--- begin Items ---
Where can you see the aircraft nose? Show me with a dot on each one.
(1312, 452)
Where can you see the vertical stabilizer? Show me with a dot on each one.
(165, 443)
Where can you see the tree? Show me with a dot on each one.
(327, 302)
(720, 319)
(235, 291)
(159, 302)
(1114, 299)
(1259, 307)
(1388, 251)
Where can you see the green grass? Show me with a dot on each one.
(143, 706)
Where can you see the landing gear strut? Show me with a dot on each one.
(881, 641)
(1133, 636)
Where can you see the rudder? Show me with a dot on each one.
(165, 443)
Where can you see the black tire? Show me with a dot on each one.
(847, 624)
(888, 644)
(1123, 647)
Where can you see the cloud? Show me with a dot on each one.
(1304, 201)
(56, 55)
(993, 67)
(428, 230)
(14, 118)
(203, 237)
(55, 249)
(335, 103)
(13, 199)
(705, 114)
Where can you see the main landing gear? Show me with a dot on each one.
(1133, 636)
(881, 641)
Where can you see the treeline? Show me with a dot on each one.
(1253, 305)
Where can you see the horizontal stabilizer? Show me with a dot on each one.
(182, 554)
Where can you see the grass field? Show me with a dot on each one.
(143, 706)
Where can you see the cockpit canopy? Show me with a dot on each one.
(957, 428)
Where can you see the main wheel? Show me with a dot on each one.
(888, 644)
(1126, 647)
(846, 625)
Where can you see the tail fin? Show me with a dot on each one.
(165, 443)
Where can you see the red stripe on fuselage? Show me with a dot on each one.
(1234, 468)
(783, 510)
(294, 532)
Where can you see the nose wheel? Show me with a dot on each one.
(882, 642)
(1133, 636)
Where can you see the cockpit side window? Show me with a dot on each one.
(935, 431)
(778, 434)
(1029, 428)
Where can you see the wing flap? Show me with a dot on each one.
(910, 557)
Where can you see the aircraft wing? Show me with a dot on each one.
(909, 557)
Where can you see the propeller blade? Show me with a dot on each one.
--- end Items ---
[Short exercise]:
Copy the whole listing above word for word, keeping every line in its original order.

[Solution]:
Where can you see the aircraft nose? Show me with a dot on each one.
(1312, 452)
Where can you see the vertical stabilizer? Show me with a dot on each one.
(165, 443)
Where can you see the tree? Show me with a dot on each one.
(327, 302)
(720, 319)
(235, 291)
(159, 302)
(1114, 299)
(1259, 307)
(1388, 251)
Where can you see the green grass? Show me with a dot on each one.
(143, 706)
Where can you see the landing gear strut? Show me with a dot on each one.
(881, 641)
(1133, 636)
Where can you see the rudder? Show me with a dot on each one.
(165, 443)
Where can you see the black tire? Show me with a dot on each one.
(847, 624)
(888, 644)
(1123, 647)
Where can you see the cloud? Show me with a dot on each one.
(1304, 201)
(56, 55)
(993, 67)
(428, 230)
(14, 118)
(203, 237)
(55, 249)
(335, 103)
(13, 199)
(705, 114)
Where can you see the main landing gear? Show me with a dot on each one.
(1133, 636)
(881, 641)
Where can you see the treeline? Show me with a dot on each one.
(1253, 305)
Where can you see the horizontal stabilizer? Show me with a dot on each one.
(182, 554)
Where can you see the grass field? Show me with a dot on each one.
(143, 706)
Where can you see the cockpit canopy? Show me with a dot on each one.
(957, 428)
Where can you see the main wheel? Show me with a dot on each one.
(888, 644)
(1126, 647)
(846, 625)
Where can you see the tail fin? Show me with a dot on each one.
(165, 443)
Where can you see the red stripe on fuselage? Show me with a dot on each one.
(1234, 468)
(783, 510)
(294, 532)
Where can you see the nose wheel? Show me with a dot on each one.
(882, 642)
(1133, 636)
Where can you see the cockpit side window? Show me with a dot on each one.
(935, 431)
(778, 434)
(1029, 428)
Where can you see the wing flap? Show me with a dot on each one.
(910, 557)
Where can you see the aircraft wing? Show me with a dot on each one.
(909, 557)
Where can you see the propeller blade? Show me with a dot on each one.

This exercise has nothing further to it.